[PASSAGE TO READ]
Skip to main content

When Cultures Clashes

We have some friends who are missionaries in Paraguay. They are not from the U.S., they are from another South American country. We've been observing them and we've noticed that they're struggling with fitting into the culture. One would think that because they did not cross the hemisphere or even the equator, that the cultural differences would be fewer. However, it's evident that Paraguayans do life very distinctly from our friends and the adaptation has taken its toll on their relationships.

Here are a few examples of how we've seen the cultures clash:

Our friends choose not to answer their cell phones at certain times of the day; yet Paraguayans like others to be available. They like you to answer your cell phone. They don't like talking to an answering machine. It's funny because we have an answering machine and the only people who leave messages are Americans! Paraguayans will continue to call,even up to 10 times, until they hear our real voice.

Our friends ask Paraguayans to take off their shoes when they walk into the door, but Paraguayans are offended at this request. My guess is that it has to do with not being accepted as they are. They also have a great appreciation for the red clay-like soil and they don't complain about it like foreigners do.

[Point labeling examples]
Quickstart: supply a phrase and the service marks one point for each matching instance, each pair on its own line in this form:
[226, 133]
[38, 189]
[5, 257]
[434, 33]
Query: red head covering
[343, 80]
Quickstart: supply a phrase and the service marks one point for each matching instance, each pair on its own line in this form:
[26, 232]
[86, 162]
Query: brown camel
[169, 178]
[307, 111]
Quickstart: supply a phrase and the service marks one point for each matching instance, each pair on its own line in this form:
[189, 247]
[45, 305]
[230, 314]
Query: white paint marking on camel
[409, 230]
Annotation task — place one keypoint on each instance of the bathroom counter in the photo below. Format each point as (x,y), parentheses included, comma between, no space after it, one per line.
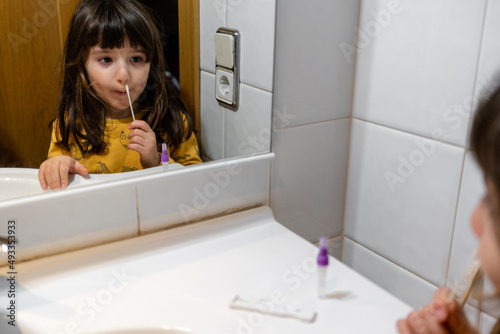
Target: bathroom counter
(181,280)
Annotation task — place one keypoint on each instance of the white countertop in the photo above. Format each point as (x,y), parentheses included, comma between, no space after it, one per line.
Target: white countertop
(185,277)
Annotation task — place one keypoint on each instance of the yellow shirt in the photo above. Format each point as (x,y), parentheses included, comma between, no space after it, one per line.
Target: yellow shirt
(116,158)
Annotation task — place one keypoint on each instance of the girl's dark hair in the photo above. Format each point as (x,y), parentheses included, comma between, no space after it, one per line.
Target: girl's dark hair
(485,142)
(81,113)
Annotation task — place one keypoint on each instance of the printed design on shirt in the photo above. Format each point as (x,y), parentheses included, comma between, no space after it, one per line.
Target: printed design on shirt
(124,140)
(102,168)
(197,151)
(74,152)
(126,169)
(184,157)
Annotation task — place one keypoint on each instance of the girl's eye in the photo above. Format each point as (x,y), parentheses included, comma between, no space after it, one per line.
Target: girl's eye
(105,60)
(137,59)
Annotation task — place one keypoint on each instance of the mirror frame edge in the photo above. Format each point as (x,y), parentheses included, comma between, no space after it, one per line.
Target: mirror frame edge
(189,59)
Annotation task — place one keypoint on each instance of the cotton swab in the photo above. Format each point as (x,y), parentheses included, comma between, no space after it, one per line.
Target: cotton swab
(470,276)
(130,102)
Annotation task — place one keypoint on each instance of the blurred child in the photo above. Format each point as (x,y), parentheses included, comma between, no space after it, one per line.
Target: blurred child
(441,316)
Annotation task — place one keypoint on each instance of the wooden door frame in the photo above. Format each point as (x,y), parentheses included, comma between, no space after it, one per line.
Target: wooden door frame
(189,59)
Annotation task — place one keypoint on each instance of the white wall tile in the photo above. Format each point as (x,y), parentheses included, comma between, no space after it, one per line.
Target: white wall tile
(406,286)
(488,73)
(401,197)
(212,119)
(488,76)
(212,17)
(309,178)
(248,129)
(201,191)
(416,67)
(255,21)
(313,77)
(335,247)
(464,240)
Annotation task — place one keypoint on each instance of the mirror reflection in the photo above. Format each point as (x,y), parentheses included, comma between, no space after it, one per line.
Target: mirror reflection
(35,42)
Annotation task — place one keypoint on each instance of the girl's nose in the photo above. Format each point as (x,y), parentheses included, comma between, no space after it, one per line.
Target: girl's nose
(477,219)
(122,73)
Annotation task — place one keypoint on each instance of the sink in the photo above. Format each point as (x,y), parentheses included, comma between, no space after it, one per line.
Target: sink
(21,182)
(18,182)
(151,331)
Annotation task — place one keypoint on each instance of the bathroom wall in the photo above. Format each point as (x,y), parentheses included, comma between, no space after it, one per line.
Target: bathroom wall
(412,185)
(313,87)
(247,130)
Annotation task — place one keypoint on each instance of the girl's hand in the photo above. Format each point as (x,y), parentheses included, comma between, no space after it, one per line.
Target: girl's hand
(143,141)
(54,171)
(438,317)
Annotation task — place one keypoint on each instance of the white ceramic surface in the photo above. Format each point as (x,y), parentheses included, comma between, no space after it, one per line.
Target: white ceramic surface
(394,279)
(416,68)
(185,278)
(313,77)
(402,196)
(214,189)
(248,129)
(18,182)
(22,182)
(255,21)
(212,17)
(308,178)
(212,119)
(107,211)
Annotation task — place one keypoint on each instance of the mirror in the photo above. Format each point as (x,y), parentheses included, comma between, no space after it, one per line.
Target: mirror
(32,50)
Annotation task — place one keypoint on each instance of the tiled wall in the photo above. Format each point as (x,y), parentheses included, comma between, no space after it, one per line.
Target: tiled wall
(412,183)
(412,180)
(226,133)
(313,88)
...
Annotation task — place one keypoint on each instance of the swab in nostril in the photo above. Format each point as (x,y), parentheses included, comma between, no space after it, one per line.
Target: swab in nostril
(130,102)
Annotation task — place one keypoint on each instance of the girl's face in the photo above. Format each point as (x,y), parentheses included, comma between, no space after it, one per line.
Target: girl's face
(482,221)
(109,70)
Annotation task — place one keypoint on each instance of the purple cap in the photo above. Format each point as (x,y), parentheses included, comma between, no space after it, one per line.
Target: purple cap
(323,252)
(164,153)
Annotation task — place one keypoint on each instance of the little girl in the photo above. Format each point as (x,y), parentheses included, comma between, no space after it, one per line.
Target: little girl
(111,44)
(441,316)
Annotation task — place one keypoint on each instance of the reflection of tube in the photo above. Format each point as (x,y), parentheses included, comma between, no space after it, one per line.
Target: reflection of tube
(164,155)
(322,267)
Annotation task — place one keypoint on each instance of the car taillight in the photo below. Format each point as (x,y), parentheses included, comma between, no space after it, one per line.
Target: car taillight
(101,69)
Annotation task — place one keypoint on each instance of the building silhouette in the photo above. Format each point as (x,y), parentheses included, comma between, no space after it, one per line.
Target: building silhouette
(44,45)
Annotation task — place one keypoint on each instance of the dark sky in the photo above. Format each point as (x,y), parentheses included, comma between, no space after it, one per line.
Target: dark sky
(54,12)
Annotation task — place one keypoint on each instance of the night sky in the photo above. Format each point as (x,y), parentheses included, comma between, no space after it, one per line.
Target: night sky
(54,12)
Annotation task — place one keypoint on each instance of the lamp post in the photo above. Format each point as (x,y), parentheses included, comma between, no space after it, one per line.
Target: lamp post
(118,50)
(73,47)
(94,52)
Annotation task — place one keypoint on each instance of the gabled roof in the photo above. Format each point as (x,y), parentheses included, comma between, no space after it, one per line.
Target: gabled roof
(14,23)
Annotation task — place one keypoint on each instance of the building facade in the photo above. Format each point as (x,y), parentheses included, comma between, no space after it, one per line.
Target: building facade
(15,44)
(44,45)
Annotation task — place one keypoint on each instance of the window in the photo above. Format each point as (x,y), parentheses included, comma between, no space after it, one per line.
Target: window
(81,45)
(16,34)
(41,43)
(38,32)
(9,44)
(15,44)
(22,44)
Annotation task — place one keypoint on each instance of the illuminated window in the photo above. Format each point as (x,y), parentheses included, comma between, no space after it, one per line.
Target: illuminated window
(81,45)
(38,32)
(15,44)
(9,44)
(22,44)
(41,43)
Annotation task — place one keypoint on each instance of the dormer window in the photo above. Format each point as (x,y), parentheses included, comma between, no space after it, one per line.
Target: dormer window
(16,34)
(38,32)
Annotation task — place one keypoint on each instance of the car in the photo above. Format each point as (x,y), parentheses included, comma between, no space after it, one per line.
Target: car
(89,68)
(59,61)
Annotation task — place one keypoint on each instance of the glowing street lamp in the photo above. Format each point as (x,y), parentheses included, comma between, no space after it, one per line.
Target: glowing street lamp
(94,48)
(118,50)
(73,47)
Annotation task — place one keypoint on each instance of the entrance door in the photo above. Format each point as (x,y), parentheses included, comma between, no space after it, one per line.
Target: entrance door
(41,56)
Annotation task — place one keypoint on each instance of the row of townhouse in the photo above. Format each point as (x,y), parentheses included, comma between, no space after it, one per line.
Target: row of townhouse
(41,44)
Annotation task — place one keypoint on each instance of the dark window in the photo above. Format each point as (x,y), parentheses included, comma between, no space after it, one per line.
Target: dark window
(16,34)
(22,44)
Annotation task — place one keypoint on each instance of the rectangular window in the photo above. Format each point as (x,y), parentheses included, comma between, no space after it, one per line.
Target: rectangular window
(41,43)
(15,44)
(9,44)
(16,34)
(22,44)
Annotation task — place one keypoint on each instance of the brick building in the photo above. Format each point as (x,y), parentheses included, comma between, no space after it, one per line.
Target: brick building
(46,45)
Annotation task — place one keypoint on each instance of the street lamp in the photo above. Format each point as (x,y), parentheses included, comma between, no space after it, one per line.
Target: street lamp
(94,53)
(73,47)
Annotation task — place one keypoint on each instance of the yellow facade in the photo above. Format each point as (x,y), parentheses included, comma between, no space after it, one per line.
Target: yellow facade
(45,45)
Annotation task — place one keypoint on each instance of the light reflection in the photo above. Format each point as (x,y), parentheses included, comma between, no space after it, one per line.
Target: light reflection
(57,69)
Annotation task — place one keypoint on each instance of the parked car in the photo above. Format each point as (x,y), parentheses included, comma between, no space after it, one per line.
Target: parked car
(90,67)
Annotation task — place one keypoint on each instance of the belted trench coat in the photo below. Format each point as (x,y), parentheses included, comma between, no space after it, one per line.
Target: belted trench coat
==
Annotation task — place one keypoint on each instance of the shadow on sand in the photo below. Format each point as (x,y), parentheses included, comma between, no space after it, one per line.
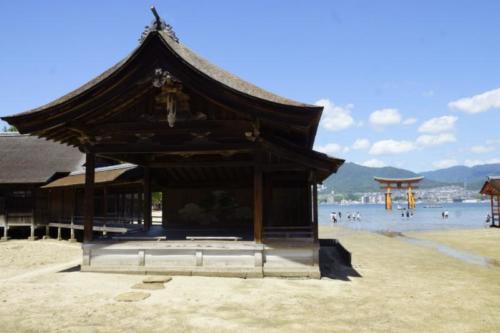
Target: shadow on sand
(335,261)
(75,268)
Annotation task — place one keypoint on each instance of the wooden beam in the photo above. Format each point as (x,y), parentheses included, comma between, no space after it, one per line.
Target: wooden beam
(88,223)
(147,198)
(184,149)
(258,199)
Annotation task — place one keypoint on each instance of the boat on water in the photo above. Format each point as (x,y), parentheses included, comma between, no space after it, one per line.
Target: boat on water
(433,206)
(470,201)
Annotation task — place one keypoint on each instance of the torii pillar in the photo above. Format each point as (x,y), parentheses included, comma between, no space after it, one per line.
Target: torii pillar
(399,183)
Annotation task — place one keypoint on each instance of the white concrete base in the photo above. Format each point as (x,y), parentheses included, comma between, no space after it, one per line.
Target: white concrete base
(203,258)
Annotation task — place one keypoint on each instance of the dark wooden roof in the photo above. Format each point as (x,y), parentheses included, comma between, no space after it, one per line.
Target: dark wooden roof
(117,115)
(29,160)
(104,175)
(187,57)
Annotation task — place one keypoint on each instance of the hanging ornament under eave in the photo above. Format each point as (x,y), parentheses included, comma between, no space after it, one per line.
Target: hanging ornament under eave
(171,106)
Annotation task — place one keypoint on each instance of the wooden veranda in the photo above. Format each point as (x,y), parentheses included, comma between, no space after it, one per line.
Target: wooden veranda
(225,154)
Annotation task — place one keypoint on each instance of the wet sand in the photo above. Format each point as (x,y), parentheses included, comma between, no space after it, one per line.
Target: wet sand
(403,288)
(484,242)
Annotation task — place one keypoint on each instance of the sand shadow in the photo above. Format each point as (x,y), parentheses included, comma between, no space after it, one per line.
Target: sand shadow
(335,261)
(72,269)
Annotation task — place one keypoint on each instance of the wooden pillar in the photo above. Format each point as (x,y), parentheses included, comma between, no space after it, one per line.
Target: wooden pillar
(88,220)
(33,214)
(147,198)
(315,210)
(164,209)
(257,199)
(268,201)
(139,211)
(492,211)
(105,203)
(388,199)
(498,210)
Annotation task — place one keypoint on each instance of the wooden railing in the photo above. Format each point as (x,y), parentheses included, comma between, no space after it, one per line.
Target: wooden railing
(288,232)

[WHAT IS ASKED]
1 > In the piece about missionaries in Paraguay, reproduce the passage that begins at the words "We have some" and stops after the words "on their relationships.".
2 > According to the piece about missionaries in Paraguay, who are the only people who leave messages on the writers' answering machine?

[TASK RESPONSES]
1 >
We have some friends who are missionaries in Paraguay. They are not from the U.S., they are from another South American country. We've been observing them and we've noticed that they're struggling with fitting into the culture. One would think that because they did not cross the hemisphere or even the equator, that the cultural differences would be fewer. However, it's evident that Paraguayans do life very distinctly from our friends and the adaptation has taken its toll on their relationships.

2 > Americans.